_GIVEN EXERCISE_:
Swap every "Someone flagged" in the items below for "A reviewer marked", and leave everything else as it is.

_Dataset records_:
§ §
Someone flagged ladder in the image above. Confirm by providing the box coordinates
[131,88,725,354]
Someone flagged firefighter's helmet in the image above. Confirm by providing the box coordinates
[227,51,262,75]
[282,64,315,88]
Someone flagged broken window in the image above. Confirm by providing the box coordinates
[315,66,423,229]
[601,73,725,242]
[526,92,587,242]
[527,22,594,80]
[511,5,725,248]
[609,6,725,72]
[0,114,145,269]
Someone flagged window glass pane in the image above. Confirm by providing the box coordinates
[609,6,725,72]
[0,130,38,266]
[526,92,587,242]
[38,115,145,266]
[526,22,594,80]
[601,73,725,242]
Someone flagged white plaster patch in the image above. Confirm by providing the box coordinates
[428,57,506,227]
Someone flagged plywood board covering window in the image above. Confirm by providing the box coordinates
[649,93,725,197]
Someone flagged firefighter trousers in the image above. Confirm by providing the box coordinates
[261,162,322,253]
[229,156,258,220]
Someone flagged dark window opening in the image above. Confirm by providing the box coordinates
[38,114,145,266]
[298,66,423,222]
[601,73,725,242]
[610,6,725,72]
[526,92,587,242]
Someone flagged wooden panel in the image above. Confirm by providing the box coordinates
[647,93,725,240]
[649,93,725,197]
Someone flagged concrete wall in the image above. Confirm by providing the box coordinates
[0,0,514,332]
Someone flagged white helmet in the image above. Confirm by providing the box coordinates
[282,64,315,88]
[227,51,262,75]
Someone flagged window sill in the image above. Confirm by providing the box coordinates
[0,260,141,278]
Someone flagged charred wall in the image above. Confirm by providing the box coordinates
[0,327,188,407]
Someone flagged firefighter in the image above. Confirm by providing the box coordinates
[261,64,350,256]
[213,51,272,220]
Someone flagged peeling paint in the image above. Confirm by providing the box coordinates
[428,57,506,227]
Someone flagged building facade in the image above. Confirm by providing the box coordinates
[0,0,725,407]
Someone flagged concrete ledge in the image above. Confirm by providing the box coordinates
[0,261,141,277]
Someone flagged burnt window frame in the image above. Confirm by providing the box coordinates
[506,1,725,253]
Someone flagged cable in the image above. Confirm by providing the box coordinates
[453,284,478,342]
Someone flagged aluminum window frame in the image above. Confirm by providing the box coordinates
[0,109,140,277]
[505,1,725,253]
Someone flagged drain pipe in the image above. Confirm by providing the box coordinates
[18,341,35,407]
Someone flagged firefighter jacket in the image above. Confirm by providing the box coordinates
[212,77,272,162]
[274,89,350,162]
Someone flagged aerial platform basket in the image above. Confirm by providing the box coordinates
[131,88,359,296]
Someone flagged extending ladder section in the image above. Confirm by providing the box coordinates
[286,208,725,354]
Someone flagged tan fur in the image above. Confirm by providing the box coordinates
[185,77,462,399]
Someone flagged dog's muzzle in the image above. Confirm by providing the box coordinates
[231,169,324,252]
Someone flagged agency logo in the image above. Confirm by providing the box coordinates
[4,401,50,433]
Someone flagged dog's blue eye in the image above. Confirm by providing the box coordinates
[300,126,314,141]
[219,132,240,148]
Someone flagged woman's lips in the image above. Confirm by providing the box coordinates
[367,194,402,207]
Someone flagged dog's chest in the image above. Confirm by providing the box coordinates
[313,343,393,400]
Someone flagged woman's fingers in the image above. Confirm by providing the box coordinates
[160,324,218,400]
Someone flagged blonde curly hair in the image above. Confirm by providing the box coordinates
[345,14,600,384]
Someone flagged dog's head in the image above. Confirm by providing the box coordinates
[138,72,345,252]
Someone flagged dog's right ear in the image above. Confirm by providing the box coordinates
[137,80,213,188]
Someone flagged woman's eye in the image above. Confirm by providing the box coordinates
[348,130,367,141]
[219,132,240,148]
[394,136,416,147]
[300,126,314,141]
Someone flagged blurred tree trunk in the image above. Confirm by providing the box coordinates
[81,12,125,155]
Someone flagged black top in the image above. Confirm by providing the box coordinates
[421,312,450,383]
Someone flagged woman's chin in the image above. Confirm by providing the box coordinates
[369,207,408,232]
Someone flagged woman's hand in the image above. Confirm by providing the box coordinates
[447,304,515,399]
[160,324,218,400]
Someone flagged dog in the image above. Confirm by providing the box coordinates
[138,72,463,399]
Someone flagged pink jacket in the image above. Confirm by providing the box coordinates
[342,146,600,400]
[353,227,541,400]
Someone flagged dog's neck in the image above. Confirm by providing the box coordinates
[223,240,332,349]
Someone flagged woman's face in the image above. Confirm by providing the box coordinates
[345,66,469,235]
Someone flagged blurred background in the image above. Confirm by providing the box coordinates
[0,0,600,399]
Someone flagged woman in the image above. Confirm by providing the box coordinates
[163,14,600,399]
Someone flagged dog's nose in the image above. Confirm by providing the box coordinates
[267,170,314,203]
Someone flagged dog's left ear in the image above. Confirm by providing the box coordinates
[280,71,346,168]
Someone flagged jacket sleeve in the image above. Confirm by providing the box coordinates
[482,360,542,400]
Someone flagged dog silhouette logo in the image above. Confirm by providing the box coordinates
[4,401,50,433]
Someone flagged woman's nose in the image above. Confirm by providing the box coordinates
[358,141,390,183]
§ §
_RIGHT ANSWER_:
A reviewer marked ladder in the image above. Confirm by providing the box coordinates
[131,88,725,354]
A reviewer marked firefighter's helmet in the image above. Confirm by providing the box coordinates
[227,51,262,75]
[282,64,315,88]
A reviewer marked broken window in the image above. Confirm by providing the box coordinates
[315,66,423,229]
[601,73,725,242]
[526,92,587,242]
[527,22,594,80]
[511,5,725,248]
[609,6,725,72]
[0,114,145,269]
A reviewer marked window glass pane in the image above. Confirm by providing the box coordinates
[609,6,725,72]
[0,130,38,266]
[526,92,587,242]
[38,115,145,266]
[526,22,594,80]
[601,73,725,242]
A reviewer marked white plaster patch in the image above. Confirm by providing the box coordinates
[428,57,506,227]
A reviewer marked plywood board covering window in the image above. Confirm by providing the box coordinates
[649,93,725,197]
A reviewer marked firefighter trousers in the image above. Confirm by providing the box coordinates
[261,162,322,253]
[229,156,258,220]
A reviewer marked dark window opening in the image above. Confirm by providing the box coordinates
[38,114,145,266]
[298,66,423,222]
[601,73,725,242]
[610,6,725,72]
[526,92,587,242]
A reviewer marked wooden panel in the image above. Confirm by providing the box coordinates
[647,93,725,240]
[649,93,725,197]
A reviewer marked concrete wall in the image above. Confirm by providing the box coordinates
[0,0,514,332]
A reviewer marked white helmet in the image above. Confirm by providing the box coordinates
[282,64,315,88]
[227,51,262,75]
A reviewer marked window sill in the image above. Confirm by providing the box coordinates
[0,260,141,278]
A reviewer marked charred wall in the image above. Confirm by providing the box coordinates
[0,327,188,407]
A reviewer marked firefighter in the image above. Confirm by providing the box coordinates
[261,64,350,256]
[213,51,272,220]
A reviewer marked peeling paint in the image above. Confirm by providing the box coordinates
[428,57,506,227]
A reviewer marked building facade in the image above. Confirm by providing the box coordinates
[0,0,725,407]
A reviewer marked concrete ledge in the image above. Confirm by providing the box coordinates
[0,261,141,277]
A reviewer marked burnt window frame in the image above. Confirm by providing the box coordinates
[506,1,725,253]
A reviewer marked cable in the image above. Confirm by providing the box coordinates
[453,284,478,342]
A reviewer marked aluminum window frame in the image above. Confirm by providing the box coordinates
[0,109,140,277]
[505,1,725,253]
A reviewer marked drain pipe in the image above. Confirm by providing the box coordinates
[18,341,35,407]
A reviewer marked firefighter jacket in the image above. Confirm by providing the box coordinates
[212,77,272,162]
[274,89,350,162]
A reviewer marked aerial platform basket in the image above. Confirm by providing the box coordinates
[131,88,359,296]
A reviewer marked extending ladder section in the image above. Confirm by providing the box coordinates
[286,208,725,354]
A reviewer marked tan fur in the image above. Confirm by providing the box coordinates
[185,77,462,399]
A reviewer marked dog's muzzle in the image above. Confirm by providing the box coordinates
[231,169,324,252]
A reviewer marked agency logo in the image above. Confirm by providing the box coordinates
[4,401,50,433]
A reviewer marked dog's blue eye in the image above. Confirm by providing the box coordinates
[300,126,314,141]
[219,132,240,148]
A reviewer marked woman's lips in the image above. Confirm by providing the box coordinates
[367,194,402,207]
A reviewer marked dog's chest in the image above. Confirm by providing the box coordinates
[313,343,393,400]
A reviewer marked woman's fingers in the image above. Confirm by providing the box coordinates
[160,324,218,400]
A reviewer marked blonde curly hair in the image above. Confirm by providing the box coordinates
[345,14,600,384]
A reviewer marked dog's head in the image above. Confirm by providing the box coordinates
[138,72,345,252]
A reviewer marked dog's right ear in the image above. Confirm by providing the box coordinates
[137,80,213,188]
A reviewer marked woman's eye in the image above. Confirm by providing the box coordinates
[348,130,367,141]
[219,132,240,148]
[394,136,416,147]
[300,126,314,141]
A reviewer marked blurred tree trunk in the image above. Confirm by providing the box coordinates
[81,12,125,155]
A reviewer marked black top in the image above. Confirm by providing the box coordinates
[421,312,450,383]
A reviewer marked woman's chin in the image above. Confirm by providing the box coordinates
[369,207,408,232]
A reviewer marked woman's hand in the image above. Confirm by providing the box coordinates
[447,304,515,399]
[160,324,218,400]
A reviewer marked dog in the image above. Confirm by providing the box coordinates
[138,72,463,399]
A reviewer marked pink jacket in the image above. Confirm by providing the box coordinates
[342,146,600,400]
[353,227,541,400]
A reviewer marked dog's neck in the image above. Confirm by providing the box coordinates
[223,240,332,349]
A reviewer marked woman's face in the image above. Confirm by providing the box coordinates
[345,66,469,235]
A reviewer marked blurred background in the image above. Confirm by providing the box coordinates
[0,0,600,399]
A reviewer marked woman in the image above. Confirm by providing the box coordinates
[163,14,600,399]
A reviewer marked dog's nose in the image above. Confirm by providing the box coordinates
[267,170,314,203]
A reviewer marked dog's left ear in the image above. Confirm by providing the box coordinates
[280,71,346,168]
A reviewer marked jacket sleeve in the image above. Confirm by providing the box coordinates
[482,360,542,400]
A reviewer marked dog silhouette logo in the image above. Confirm by providing the box coordinates
[4,401,50,433]
A reviewer marked woman's nose in the image above. Confirm by providing the box coordinates
[358,141,390,183]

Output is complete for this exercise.